= Stated problem =
Can you put the data below into a Markdown table with the columns Row and Line, starting at the beginning and ending at the line containing "[[[157,17],[159,17],[162,15],[162,11],[155,6],[153,7],[153,11]]]"? Leave out blank lines and pictures.

[Contour labeling data]
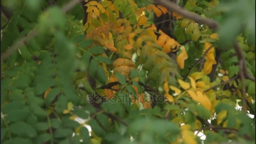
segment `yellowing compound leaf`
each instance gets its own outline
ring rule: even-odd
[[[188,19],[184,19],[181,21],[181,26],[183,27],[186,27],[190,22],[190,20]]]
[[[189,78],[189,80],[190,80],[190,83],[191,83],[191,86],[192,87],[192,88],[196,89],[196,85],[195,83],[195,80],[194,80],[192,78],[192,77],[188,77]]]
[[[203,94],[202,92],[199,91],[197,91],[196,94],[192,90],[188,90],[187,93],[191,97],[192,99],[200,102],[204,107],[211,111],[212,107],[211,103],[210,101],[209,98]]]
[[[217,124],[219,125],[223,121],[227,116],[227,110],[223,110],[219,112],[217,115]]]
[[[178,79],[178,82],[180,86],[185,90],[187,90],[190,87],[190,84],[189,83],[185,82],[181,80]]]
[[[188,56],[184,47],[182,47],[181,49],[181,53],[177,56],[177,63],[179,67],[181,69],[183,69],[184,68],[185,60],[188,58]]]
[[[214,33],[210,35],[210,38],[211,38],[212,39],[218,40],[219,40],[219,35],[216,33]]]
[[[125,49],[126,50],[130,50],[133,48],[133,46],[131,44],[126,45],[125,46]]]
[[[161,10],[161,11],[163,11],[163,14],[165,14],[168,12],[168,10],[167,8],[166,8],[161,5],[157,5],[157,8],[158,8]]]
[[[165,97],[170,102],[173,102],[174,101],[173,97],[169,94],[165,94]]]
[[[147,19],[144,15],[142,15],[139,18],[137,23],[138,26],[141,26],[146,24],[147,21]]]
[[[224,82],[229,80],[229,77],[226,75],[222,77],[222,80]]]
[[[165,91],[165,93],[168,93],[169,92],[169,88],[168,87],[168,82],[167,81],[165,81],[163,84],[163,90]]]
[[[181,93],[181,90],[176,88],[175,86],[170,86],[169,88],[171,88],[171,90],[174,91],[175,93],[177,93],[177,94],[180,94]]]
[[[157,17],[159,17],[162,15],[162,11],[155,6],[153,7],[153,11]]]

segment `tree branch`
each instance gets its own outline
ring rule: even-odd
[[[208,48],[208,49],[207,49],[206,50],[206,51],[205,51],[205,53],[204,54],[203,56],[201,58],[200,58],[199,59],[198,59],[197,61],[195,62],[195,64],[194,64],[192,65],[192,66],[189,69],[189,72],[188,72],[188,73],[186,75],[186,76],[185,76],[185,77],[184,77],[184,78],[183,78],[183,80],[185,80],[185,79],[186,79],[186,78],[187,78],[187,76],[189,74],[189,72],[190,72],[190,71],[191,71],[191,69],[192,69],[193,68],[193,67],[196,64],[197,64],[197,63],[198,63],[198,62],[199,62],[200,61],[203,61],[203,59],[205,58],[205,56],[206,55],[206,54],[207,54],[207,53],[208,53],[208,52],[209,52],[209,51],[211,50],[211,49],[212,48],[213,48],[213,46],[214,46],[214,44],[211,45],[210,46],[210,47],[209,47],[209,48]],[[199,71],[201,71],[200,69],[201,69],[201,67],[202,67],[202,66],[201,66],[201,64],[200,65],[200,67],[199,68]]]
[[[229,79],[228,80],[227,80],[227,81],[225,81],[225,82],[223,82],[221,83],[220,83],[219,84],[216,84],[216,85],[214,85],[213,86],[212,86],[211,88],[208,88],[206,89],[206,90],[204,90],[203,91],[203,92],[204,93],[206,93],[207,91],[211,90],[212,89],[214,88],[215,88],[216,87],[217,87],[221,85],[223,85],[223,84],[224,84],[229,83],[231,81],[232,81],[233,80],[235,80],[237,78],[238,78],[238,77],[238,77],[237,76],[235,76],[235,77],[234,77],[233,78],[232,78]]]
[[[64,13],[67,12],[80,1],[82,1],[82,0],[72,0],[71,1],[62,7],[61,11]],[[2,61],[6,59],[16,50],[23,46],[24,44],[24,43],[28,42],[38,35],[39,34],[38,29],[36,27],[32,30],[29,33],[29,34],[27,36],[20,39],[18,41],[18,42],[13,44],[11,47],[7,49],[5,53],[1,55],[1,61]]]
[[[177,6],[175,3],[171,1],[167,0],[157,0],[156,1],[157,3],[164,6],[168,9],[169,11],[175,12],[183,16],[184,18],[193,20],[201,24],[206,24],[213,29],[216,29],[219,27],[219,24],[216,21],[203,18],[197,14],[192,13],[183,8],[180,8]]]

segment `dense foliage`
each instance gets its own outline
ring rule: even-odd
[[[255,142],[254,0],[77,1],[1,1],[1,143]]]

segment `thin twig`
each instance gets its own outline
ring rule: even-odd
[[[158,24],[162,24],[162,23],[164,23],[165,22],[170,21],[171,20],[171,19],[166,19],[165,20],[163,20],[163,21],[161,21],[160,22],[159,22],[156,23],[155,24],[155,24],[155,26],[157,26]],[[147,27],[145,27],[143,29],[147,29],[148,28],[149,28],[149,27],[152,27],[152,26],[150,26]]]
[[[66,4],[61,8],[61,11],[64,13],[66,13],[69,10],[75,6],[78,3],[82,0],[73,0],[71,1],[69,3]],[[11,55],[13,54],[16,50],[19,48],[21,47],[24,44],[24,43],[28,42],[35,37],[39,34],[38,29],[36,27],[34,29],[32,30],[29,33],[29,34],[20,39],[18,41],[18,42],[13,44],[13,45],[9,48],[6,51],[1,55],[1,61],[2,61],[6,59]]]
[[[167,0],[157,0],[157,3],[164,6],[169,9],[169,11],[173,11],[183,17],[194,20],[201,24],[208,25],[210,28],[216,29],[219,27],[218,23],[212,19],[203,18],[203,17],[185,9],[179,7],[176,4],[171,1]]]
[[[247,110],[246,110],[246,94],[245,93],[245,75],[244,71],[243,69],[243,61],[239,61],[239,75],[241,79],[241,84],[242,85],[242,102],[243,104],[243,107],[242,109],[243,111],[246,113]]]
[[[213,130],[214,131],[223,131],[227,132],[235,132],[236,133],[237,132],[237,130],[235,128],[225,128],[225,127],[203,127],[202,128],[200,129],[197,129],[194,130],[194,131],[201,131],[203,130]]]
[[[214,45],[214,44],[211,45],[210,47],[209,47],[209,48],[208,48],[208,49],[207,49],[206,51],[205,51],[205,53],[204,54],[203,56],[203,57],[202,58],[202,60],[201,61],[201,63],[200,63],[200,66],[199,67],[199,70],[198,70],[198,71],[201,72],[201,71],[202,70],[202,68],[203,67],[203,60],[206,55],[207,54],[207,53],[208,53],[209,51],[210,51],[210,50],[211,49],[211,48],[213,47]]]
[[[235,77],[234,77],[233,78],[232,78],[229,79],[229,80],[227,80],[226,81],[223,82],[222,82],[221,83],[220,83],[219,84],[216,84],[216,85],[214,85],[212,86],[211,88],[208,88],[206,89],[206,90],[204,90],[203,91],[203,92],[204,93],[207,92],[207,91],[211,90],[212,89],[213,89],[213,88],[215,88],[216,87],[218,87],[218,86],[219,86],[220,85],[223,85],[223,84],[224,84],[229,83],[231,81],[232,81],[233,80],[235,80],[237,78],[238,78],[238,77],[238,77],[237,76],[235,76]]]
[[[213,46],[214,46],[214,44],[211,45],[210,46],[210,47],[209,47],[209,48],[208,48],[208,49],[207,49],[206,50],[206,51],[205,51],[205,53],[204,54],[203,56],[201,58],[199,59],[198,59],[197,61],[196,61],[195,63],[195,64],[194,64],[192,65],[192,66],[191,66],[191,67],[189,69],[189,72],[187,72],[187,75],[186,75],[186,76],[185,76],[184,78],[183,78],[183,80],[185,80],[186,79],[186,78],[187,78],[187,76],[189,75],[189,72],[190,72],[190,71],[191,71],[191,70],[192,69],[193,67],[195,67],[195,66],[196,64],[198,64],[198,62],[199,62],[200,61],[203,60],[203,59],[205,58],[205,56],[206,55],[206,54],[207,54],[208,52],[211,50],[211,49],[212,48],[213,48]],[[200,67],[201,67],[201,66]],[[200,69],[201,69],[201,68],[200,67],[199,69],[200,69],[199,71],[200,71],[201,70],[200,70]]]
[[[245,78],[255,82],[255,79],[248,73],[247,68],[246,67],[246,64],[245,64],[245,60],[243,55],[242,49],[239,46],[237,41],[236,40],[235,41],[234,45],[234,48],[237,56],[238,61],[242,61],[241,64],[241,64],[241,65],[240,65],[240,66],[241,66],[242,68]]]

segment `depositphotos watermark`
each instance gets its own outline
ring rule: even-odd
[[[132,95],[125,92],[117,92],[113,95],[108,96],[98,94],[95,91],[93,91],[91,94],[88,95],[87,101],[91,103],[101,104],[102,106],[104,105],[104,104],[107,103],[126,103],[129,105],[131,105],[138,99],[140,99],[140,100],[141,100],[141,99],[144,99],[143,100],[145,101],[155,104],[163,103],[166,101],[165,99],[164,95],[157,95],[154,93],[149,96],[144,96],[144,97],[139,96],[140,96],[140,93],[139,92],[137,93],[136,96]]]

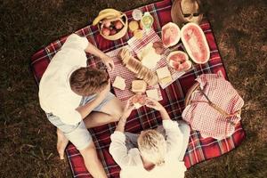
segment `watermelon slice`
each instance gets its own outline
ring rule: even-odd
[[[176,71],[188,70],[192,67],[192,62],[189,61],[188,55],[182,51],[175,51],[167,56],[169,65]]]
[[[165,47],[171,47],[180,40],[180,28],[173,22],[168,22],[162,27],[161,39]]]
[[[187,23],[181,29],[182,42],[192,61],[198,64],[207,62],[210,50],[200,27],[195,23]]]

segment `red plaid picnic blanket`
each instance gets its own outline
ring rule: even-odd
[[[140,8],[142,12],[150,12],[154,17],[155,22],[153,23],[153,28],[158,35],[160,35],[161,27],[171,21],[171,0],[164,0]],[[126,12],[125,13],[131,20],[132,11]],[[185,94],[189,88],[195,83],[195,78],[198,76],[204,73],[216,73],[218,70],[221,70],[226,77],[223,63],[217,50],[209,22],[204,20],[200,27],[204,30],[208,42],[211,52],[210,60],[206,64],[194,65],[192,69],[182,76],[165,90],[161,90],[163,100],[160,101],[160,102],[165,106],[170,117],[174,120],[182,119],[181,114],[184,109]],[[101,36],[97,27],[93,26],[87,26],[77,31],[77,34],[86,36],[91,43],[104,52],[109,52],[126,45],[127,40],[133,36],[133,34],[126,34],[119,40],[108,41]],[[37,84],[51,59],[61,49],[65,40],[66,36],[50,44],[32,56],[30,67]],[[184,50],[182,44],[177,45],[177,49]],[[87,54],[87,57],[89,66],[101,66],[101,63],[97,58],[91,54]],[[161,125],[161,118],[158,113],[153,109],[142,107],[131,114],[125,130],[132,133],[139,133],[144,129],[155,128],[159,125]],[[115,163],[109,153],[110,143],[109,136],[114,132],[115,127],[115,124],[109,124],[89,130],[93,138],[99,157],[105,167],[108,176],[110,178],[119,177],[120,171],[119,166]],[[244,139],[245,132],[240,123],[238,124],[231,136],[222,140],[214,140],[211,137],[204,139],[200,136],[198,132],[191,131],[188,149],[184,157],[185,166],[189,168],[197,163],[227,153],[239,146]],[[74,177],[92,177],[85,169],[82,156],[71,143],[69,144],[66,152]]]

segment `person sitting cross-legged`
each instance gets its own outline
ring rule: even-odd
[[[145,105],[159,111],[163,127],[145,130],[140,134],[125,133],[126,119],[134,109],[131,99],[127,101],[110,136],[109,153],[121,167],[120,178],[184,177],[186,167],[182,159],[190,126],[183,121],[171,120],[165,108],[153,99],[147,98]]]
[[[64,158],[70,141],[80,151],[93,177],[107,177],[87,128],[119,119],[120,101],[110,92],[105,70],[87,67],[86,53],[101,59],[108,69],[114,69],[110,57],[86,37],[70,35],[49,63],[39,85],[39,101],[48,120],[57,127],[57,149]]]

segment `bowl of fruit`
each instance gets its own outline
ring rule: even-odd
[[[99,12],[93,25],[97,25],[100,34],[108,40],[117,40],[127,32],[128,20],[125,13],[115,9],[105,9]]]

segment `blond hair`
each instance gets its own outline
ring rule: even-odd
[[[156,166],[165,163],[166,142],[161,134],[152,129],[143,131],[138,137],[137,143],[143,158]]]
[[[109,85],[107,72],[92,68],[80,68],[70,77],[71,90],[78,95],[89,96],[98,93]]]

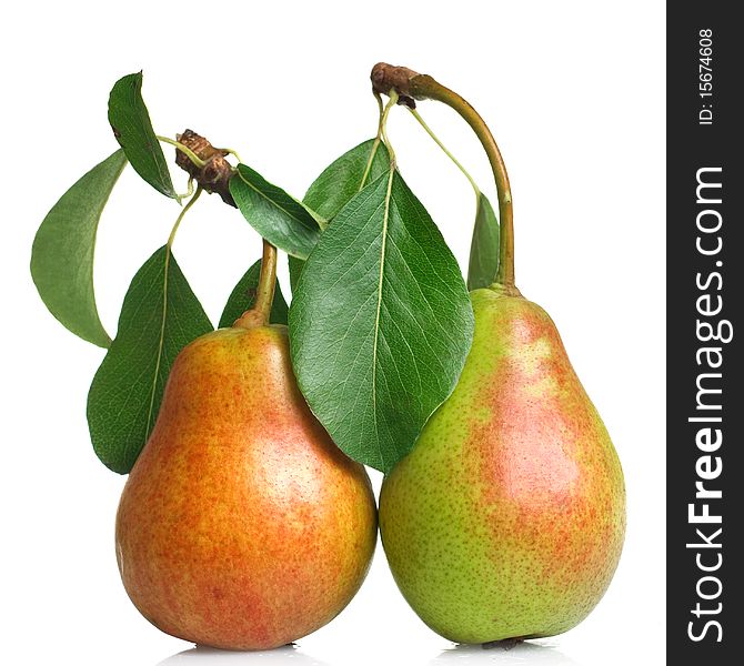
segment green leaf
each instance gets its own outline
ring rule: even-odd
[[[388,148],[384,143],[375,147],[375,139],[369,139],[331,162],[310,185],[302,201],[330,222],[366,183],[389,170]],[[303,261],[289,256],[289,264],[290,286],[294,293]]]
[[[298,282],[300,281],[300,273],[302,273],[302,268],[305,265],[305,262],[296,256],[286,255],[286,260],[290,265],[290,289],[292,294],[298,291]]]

= Completed exercise =
| Row | Line |
|---|---|
| 1 | segment `yellowing compound leaf` |
| 2 | each instance gets its own outline |
| 3 | ring rule: even-odd |
| 4 | [[[188,19],[184,19],[181,21],[181,26],[183,27],[186,27],[190,22],[190,20]]] |
| 5 | [[[189,78],[189,80],[190,80],[190,83],[191,83],[191,86],[192,87],[192,88],[196,89],[196,85],[195,83],[195,80],[194,80],[192,78],[192,77],[188,77]]] |
| 6 | [[[203,94],[202,92],[199,91],[197,91],[196,94],[192,90],[188,90],[187,93],[191,97],[192,99],[200,102],[204,107],[211,111],[212,107],[211,103],[210,101],[209,98]]] |
| 7 | [[[217,124],[219,125],[223,121],[227,116],[227,110],[223,110],[219,112],[217,115]]] |
| 8 | [[[178,79],[178,82],[180,86],[185,90],[187,90],[190,87],[190,84],[189,83],[185,82],[181,80]]] |
| 9 | [[[188,56],[184,47],[182,47],[181,49],[181,53],[177,56],[177,63],[179,67],[181,69],[183,69],[184,68],[185,60],[188,58]]] |
| 10 | [[[214,33],[210,35],[210,38],[211,38],[212,39],[218,40],[219,40],[219,35],[216,33]]] |
| 11 | [[[125,49],[126,50],[130,50],[133,48],[133,46],[131,44],[126,45],[125,46]]] |
| 12 | [[[161,10],[161,11],[163,11],[163,14],[165,14],[168,12],[168,10],[167,8],[166,8],[161,5],[157,5],[157,8],[158,8]]] |
| 13 | [[[165,97],[170,102],[173,102],[174,101],[173,97],[169,94],[165,94]]] |
| 14 | [[[147,19],[144,15],[142,15],[139,18],[137,23],[138,26],[141,26],[146,24],[147,21]]] |
| 15 | [[[224,82],[229,80],[229,77],[226,75],[222,77],[222,80]]] |
| 16 | [[[165,91],[165,93],[168,93],[169,92],[169,88],[168,87],[168,82],[167,81],[165,81],[163,84],[163,90]]] |
| 17 | [[[181,93],[181,90],[176,88],[175,86],[170,86],[169,88],[171,88],[171,90],[174,91],[175,93],[177,93],[177,94],[180,94]]] |
| 18 | [[[157,17],[159,17],[162,15],[162,11],[155,6],[153,7],[153,11]]] |